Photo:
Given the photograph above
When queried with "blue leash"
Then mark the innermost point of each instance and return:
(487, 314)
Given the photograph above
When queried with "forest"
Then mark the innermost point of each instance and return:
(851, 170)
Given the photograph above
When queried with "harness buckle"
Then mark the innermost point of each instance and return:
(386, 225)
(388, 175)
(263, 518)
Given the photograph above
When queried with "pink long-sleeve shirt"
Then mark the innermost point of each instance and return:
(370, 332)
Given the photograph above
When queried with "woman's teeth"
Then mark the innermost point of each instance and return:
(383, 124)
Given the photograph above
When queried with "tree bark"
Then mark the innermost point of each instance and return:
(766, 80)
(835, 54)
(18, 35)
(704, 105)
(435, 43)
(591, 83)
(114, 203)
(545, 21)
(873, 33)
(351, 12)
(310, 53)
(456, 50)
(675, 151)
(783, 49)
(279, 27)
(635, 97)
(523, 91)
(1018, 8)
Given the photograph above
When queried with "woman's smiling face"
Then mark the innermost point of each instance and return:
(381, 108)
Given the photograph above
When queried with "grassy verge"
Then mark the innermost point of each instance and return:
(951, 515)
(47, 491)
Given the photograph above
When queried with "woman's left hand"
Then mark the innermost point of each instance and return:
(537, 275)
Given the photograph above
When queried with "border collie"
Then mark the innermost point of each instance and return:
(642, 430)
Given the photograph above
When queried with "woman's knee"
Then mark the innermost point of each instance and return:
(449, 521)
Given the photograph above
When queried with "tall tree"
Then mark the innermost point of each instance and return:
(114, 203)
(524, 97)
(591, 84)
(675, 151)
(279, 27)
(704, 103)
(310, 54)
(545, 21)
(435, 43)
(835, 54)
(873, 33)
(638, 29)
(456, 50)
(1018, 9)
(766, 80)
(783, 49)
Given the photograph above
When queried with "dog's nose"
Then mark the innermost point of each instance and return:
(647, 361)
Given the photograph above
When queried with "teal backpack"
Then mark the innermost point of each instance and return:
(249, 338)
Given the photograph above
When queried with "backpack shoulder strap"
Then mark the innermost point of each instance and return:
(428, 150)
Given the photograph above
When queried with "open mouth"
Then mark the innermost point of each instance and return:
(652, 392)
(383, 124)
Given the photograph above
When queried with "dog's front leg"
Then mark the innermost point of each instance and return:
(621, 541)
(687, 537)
.....
▶ **Task details**
Using the data above, return each line exactly as written.

▶ **Full answer**
Photo:
Given the photograph above
When queried with "blue leash"
Then mark the innermost point of each instance and return:
(487, 314)
Given the photograph above
When queried with "forest"
Then mark the innermost point of each instance and return:
(851, 170)
Given the photograph above
When queried with "harness buckle"
Then mark the innermost point of each instance and return:
(386, 225)
(388, 175)
(263, 518)
Given the photograph above
When queried with "pink long-sleeve shirt"
Then mark the innermost point of each instance and return:
(370, 332)
Given the photograph above
When queried with "woman's teeth"
Then mark the innermost point of each instance and return:
(383, 124)
Given the photograph above
When queried with "tree bark"
Then mark the innermost point of each instance and return:
(766, 80)
(835, 54)
(18, 35)
(704, 105)
(435, 43)
(591, 83)
(114, 203)
(545, 21)
(873, 33)
(351, 12)
(310, 53)
(456, 50)
(675, 151)
(783, 49)
(279, 27)
(635, 97)
(523, 91)
(1018, 8)
Given the photograph above
When queried with "woman's smiling face"
Then mark the innermost point of each instance and return:
(381, 108)
Given the photograph above
When queried with "grassy verge"
Then mark the innermost point of each instance and return:
(951, 515)
(47, 491)
Given the photograph above
When queried with "woman's left hand"
Then mark the innermost point of each instance and return:
(537, 275)
Given the photograph above
When queried with "border collie"
Then mark the innermost point of each instance and return:
(642, 430)
Given the photograph above
When queried with "woman's knee"
Then mark the innermost point of each instance and return:
(449, 521)
Given the photograph above
When queried with "tall tree"
Then mark the innermost point of each instance and return:
(114, 203)
(524, 97)
(591, 84)
(675, 151)
(279, 27)
(704, 103)
(310, 54)
(545, 21)
(435, 43)
(835, 54)
(873, 33)
(638, 29)
(456, 50)
(1018, 9)
(766, 80)
(783, 49)
Given the photograph above
When queried with "dog's nose"
Then mark the innermost point of each instance and return:
(647, 361)
Given the photograph above
When queried with "teal backpack"
Then mark the innermost point of each instance and return:
(249, 338)
Given the photograph above
When queried with "backpack shoulder strap"
Then mark the innermost point of each instance and return:
(428, 150)
Given the photograph above
When queried with "open mouth"
Then mark the innermost point of each instance and return:
(652, 392)
(383, 124)
Given the photograph above
When queried with "dog's front leg"
Then mark the innermost point of each instance and return:
(621, 541)
(687, 537)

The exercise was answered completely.